= Problem details =
Rewrite the lines below, from the first one through the line that contains "point(81, 444)", as a Markdown table with the columns No. and Line. Number each row, and leave out any blank lines.

= Data =
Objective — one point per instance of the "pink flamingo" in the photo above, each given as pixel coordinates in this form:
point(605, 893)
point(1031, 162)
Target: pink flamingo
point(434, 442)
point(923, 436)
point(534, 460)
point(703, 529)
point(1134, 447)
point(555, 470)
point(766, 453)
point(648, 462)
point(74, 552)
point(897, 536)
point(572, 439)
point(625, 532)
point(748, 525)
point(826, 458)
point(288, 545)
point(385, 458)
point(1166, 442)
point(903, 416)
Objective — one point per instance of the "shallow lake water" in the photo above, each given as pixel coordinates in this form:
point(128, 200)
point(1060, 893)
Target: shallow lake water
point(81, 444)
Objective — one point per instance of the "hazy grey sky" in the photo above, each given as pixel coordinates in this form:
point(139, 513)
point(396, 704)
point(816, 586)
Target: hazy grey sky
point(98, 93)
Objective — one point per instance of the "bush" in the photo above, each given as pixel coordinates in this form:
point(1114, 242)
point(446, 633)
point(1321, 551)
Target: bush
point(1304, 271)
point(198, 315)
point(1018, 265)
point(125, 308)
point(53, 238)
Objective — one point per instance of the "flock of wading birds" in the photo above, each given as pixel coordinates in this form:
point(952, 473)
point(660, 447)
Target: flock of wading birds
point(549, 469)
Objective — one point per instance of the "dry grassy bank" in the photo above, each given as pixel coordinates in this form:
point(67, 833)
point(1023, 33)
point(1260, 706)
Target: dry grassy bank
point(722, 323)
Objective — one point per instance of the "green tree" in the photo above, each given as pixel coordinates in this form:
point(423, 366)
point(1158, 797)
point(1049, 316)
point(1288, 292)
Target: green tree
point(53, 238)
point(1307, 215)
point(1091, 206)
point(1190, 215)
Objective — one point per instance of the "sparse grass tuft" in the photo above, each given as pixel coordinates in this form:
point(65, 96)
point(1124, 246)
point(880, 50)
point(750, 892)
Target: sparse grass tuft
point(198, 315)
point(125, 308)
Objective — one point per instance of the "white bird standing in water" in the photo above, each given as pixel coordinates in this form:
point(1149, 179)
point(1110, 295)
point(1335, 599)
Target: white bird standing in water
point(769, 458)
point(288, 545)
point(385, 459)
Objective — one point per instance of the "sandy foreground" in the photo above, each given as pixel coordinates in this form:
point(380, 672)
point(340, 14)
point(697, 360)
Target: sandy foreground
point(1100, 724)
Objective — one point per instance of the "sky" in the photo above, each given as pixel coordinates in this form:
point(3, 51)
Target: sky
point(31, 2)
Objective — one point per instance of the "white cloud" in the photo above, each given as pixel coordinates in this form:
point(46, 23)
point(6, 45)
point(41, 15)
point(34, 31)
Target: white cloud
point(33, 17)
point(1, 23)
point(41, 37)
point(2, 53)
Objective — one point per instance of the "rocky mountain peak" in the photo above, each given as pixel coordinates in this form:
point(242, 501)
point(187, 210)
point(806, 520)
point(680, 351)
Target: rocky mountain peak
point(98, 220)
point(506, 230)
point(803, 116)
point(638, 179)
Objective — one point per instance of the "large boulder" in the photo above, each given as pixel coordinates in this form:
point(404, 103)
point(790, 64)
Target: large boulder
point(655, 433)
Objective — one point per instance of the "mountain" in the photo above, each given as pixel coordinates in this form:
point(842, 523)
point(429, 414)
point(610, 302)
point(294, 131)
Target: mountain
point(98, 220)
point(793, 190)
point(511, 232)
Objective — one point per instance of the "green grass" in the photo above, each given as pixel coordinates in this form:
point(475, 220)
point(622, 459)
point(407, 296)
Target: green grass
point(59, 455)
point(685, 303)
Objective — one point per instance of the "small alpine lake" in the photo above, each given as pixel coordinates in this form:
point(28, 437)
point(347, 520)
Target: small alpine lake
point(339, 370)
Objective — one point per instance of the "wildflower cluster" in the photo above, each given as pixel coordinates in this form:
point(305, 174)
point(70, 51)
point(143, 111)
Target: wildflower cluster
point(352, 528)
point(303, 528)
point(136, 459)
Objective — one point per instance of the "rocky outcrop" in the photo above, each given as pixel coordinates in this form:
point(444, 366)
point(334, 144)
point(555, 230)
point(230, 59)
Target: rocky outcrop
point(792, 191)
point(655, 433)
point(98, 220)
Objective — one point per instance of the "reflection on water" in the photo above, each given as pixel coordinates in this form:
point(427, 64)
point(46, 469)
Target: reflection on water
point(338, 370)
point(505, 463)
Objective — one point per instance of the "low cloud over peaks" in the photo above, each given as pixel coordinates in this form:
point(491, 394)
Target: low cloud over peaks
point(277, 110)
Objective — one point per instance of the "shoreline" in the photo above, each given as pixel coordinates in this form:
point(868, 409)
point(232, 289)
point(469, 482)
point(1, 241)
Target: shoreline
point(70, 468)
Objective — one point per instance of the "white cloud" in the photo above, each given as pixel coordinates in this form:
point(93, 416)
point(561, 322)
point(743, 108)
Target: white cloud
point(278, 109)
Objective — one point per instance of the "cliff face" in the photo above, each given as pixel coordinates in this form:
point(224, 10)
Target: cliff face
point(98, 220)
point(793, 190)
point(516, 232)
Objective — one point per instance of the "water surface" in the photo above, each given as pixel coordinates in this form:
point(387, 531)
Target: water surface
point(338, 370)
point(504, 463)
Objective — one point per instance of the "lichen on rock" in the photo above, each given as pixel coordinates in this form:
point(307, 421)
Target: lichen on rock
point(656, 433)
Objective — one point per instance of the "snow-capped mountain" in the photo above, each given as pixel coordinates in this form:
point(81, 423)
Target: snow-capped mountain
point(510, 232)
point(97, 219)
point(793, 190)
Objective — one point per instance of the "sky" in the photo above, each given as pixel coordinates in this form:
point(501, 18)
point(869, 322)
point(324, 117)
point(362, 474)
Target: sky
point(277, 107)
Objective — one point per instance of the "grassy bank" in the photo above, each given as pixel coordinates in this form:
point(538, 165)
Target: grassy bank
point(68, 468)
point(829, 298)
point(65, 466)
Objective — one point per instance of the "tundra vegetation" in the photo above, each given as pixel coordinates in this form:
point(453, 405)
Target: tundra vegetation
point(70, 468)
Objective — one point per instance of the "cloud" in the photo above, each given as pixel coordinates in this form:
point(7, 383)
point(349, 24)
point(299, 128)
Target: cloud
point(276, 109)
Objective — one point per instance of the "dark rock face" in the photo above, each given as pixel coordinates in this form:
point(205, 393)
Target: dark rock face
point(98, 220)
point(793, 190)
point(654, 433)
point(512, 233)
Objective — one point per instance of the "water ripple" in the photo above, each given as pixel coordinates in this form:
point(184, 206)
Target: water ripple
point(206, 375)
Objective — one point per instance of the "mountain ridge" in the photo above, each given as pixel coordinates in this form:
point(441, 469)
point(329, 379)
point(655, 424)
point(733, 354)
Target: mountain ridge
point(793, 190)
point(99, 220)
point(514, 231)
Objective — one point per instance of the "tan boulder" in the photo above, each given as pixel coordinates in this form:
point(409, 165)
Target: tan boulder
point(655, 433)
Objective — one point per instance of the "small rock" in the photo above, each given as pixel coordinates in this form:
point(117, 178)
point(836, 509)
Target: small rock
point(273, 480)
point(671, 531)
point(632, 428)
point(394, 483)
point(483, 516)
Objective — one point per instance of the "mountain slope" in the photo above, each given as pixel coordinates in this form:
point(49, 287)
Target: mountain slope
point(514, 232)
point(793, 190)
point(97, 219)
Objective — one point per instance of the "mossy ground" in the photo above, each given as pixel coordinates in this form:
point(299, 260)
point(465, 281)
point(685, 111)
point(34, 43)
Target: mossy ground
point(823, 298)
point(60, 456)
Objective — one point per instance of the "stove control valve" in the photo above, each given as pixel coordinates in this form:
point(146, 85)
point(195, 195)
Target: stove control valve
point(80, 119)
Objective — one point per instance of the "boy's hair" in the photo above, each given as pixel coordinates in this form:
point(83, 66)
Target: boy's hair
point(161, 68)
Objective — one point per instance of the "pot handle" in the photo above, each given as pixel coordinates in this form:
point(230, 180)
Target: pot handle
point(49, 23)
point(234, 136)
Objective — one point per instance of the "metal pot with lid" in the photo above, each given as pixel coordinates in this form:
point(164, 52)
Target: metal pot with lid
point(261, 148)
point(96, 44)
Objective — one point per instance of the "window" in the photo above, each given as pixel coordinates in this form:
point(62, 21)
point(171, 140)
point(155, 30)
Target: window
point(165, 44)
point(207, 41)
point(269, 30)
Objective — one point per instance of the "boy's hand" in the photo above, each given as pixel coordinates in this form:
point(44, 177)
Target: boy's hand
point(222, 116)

= Worked solution =
| No. | Line |
|---|---|
| 1 | Objective — one point per instance of the "pink flamingo" in the photo above, each given as pixel coordinates in this form: |
| 2 | point(605, 893) |
| 3 | point(1031, 162) |
| 4 | Target: pink flamingo |
| 5 | point(434, 442) |
| 6 | point(923, 436) |
| 7 | point(534, 460) |
| 8 | point(703, 529) |
| 9 | point(1134, 447) |
| 10 | point(555, 470) |
| 11 | point(766, 453) |
| 12 | point(648, 462) |
| 13 | point(74, 552) |
| 14 | point(897, 536) |
| 15 | point(572, 439) |
| 16 | point(625, 532) |
| 17 | point(748, 525) |
| 18 | point(826, 458) |
| 19 | point(288, 545) |
| 20 | point(385, 458) |
| 21 | point(1166, 442) |
| 22 | point(903, 416) |
| 23 | Objective — one point per instance of the "shallow lake water" in the photo above, each given as pixel coordinates in this form: |
| 24 | point(128, 200) |
| 25 | point(1060, 893) |
| 26 | Target: shallow lake water |
| 27 | point(81, 444) |